SUPPLIED MATERIAL:
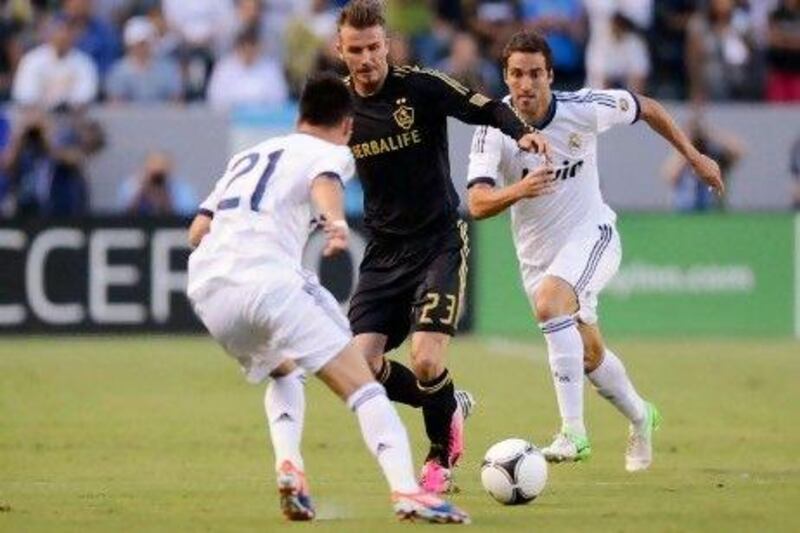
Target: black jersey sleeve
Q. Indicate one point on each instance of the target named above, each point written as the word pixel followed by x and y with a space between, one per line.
pixel 453 99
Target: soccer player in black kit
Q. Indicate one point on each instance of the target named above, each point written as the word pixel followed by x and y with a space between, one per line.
pixel 412 277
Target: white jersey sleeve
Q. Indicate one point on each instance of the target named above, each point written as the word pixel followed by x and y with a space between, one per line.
pixel 209 206
pixel 337 162
pixel 485 156
pixel 613 107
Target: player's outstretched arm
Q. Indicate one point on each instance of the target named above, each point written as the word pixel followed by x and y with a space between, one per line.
pixel 485 201
pixel 662 123
pixel 455 100
pixel 327 193
pixel 200 226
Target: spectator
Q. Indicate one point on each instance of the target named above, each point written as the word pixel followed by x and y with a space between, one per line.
pixel 311 44
pixel 94 36
pixel 10 53
pixel 719 54
pixel 689 194
pixel 669 47
pixel 624 63
pixel 166 43
pixel 140 77
pixel 794 168
pixel 783 78
pixel 245 76
pixel 249 17
pixel 55 73
pixel 467 66
pixel 155 190
pixel 563 24
pixel 278 17
pixel 415 20
pixel 400 52
pixel 45 163
pixel 204 26
pixel 493 22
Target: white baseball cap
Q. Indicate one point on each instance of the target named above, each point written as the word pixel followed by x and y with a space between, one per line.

WORK REQUIRED:
Repeat all of the records above word for word, leaving out the pictures.

TASK ANSWER:
Target: black jersey sleeve
Q. Indicate one point on each instance of the target named above, each point written as the word pixel followed by x and y with a space between, one per line.
pixel 453 99
Target: soccer player in black kit
Q. Indicate one point on each instance of the target named above, each point written as the word pixel followed by x and y with a space between, one per line.
pixel 412 277
Target: white jersey sleeve
Q. Indicate one point on each instance of the target named above, each point written as the word pixel followed by x and y with a space between, one per line.
pixel 209 206
pixel 337 162
pixel 485 156
pixel 613 107
Target: player's outstretched arm
Q. Indicate one point on each instance of the target named above, each point written as the word pixel followed by x and y with a space between, one per line.
pixel 485 201
pixel 662 123
pixel 455 100
pixel 327 193
pixel 200 226
Target: spectator
Q. Indicate one point on each instance of the target named above, each point written as the word pixel followed by x and y with a space between, one per line.
pixel 311 44
pixel 94 36
pixel 10 53
pixel 719 54
pixel 689 194
pixel 669 47
pixel 624 63
pixel 166 43
pixel 140 77
pixel 794 168
pixel 783 78
pixel 245 76
pixel 249 17
pixel 55 73
pixel 467 66
pixel 155 190
pixel 563 24
pixel 278 17
pixel 415 20
pixel 400 52
pixel 45 163
pixel 204 26
pixel 493 22
Target: white baseball cap
Q. Indicate one point on each instance of the target named above, each point written as the word pixel followed by x and y with a space between, one per line.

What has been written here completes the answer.